* [What is asked] Recast the records from the line with "Could you please pick out the navy baseball belt" up to and including the line with "(1130, 289)" as a Markdown table with the columns Row and Line, giving each line its own numbered row and leaving out blank lines.

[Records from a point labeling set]
------------------------------

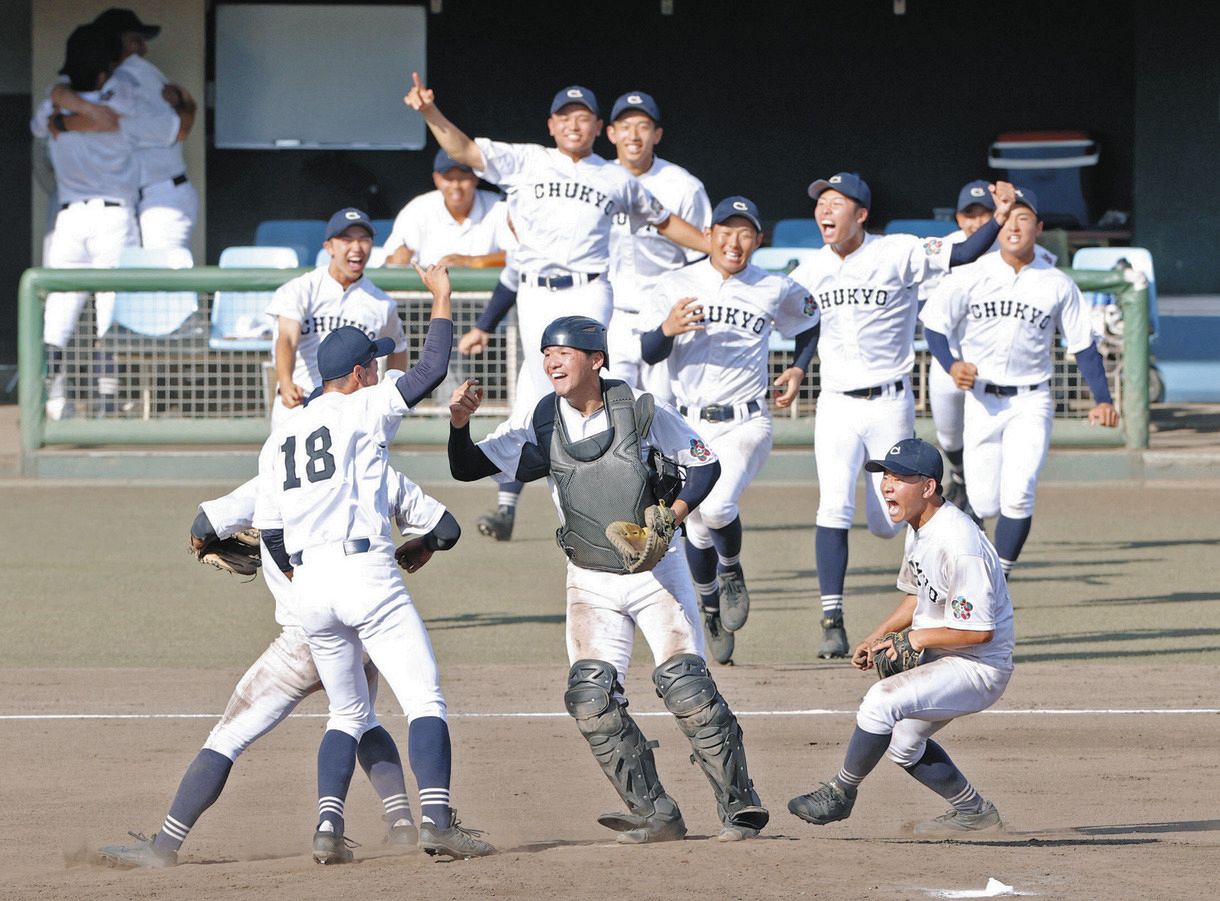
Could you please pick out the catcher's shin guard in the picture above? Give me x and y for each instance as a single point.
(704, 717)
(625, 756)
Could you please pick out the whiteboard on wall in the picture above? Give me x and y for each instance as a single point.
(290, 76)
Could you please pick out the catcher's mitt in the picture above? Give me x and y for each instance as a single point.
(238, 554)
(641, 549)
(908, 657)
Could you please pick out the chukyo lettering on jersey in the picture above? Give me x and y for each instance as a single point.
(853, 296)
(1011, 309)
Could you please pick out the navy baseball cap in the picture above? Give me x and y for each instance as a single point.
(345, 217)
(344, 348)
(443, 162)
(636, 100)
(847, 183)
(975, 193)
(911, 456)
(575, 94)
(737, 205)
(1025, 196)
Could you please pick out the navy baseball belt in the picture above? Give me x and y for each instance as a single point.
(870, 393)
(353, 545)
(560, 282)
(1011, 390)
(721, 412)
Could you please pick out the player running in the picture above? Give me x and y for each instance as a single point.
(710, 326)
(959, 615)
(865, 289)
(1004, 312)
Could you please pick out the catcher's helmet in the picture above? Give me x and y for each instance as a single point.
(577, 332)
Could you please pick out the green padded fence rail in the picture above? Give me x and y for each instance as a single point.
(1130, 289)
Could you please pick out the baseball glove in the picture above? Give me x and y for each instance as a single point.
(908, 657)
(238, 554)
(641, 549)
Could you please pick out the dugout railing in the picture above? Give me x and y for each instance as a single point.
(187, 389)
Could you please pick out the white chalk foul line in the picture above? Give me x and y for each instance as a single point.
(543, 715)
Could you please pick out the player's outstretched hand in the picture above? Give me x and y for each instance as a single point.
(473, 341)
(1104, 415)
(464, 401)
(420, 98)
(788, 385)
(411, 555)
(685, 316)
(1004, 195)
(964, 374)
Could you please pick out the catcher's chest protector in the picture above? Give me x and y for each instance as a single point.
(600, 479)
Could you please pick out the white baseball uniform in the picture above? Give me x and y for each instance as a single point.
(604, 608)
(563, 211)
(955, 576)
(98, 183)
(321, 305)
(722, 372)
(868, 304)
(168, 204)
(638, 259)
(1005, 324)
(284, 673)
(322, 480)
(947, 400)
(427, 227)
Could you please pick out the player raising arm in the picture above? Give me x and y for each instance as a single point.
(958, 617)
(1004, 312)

------------------------------

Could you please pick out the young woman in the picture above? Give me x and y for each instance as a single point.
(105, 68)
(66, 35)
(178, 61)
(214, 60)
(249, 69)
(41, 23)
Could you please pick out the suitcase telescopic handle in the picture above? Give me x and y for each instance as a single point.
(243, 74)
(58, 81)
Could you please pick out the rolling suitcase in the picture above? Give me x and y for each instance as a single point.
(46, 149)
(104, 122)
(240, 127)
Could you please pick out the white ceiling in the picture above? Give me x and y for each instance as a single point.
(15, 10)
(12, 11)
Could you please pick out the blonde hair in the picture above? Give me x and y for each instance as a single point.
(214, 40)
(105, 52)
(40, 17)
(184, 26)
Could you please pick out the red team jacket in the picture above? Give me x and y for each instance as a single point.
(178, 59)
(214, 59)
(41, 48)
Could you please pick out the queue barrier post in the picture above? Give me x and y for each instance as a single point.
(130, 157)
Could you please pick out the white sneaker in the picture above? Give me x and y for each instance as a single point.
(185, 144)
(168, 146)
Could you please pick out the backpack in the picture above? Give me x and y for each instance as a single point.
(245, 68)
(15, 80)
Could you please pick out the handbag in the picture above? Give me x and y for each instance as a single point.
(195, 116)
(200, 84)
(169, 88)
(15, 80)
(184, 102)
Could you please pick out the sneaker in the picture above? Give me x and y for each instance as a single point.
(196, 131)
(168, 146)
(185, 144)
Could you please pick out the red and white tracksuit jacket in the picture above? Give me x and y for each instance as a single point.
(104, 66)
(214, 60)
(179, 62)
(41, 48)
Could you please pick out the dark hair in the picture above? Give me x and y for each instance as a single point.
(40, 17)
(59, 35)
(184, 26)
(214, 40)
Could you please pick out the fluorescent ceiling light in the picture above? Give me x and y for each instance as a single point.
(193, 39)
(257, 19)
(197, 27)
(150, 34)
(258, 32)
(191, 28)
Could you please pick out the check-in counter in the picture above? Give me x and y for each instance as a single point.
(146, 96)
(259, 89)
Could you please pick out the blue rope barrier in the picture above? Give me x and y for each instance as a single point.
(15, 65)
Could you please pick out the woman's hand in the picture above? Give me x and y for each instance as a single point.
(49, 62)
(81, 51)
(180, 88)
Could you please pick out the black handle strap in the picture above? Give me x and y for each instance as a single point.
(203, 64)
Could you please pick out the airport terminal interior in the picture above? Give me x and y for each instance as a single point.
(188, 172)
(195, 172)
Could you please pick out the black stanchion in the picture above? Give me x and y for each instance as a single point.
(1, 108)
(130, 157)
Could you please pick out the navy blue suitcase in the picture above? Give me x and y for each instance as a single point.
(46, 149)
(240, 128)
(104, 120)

------------------------------

* [Output of the task]
| Row | Line |
|---|---|
| 1 | Could you please pick out the navy baseball belt in the picture above? Give me x and y for each instance as a single point. |
| 2 | (870, 393) |
| 3 | (353, 545) |
| 4 | (560, 282) |
| 5 | (1011, 390) |
| 6 | (721, 412) |
| 7 | Could you please pick out the player running in the picture above? Give me x and y for each instance as a single point. |
| 8 | (710, 326) |
| 9 | (959, 615) |
| 10 | (865, 289) |
| 11 | (1004, 312) |
| 12 | Could you please pick out the catcher's helmet in the picture above? Give me x and y for each instance as a single point. |
| 13 | (577, 332) |
| 14 | Could you please pick out the green padded fence rail in the picture above? Give me x and y for each instance as a single point. |
| 15 | (1130, 289) |